**Free-text object descriptions:**
-*-

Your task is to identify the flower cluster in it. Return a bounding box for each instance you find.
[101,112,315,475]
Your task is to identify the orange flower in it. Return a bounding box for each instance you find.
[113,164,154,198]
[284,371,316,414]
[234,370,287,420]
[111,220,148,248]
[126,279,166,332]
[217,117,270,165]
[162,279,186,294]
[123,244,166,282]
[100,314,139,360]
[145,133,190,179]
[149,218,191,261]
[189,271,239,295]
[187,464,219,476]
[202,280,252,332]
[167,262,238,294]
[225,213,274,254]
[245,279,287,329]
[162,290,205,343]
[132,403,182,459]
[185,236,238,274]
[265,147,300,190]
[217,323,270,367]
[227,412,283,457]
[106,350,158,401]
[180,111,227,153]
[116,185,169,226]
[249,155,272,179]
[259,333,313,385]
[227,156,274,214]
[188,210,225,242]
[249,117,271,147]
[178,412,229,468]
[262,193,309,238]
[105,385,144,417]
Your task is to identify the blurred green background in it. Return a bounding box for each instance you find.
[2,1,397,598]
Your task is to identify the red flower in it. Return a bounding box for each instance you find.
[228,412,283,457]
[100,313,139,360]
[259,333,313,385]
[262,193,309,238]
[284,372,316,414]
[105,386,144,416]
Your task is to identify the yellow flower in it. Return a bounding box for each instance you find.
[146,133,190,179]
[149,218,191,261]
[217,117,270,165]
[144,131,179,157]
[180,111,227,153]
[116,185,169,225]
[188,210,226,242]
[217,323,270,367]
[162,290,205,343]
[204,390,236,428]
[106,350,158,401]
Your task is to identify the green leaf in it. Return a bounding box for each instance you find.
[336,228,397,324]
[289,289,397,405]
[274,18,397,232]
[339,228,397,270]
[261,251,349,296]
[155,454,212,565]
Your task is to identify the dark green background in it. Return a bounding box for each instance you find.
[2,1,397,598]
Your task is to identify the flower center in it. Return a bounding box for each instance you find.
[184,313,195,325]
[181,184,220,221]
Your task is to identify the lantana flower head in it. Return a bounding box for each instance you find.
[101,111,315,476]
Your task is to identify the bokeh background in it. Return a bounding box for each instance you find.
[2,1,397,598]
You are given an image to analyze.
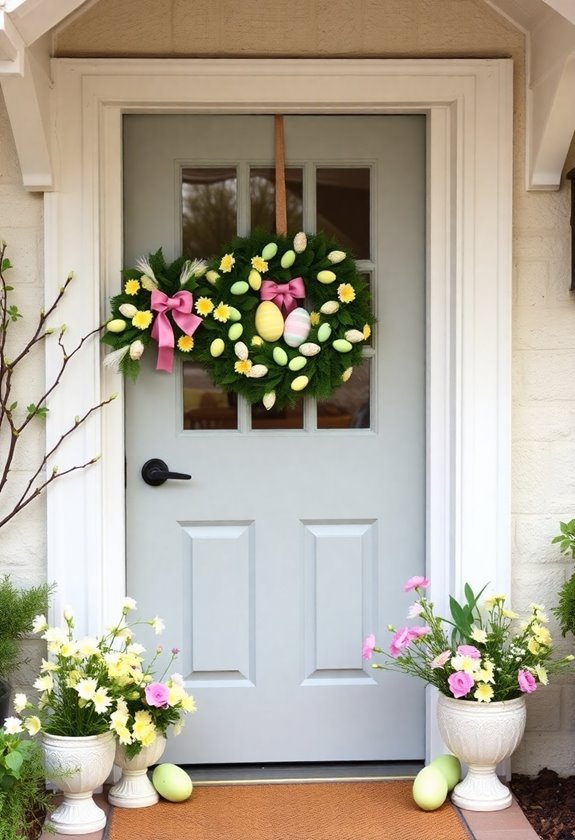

-*-

**TASK PROMPT:**
In the data above, the line containing "Your task is to identify the bokeh" and all lines after it are to be reproduced exactly, leaving out the pictures.

**PROBLEM SOLUTION:**
Your task is to identify the bokeh background in it. Return a bounding box for each instance you find.
[2,1,397,598]
You are given an image to analyze.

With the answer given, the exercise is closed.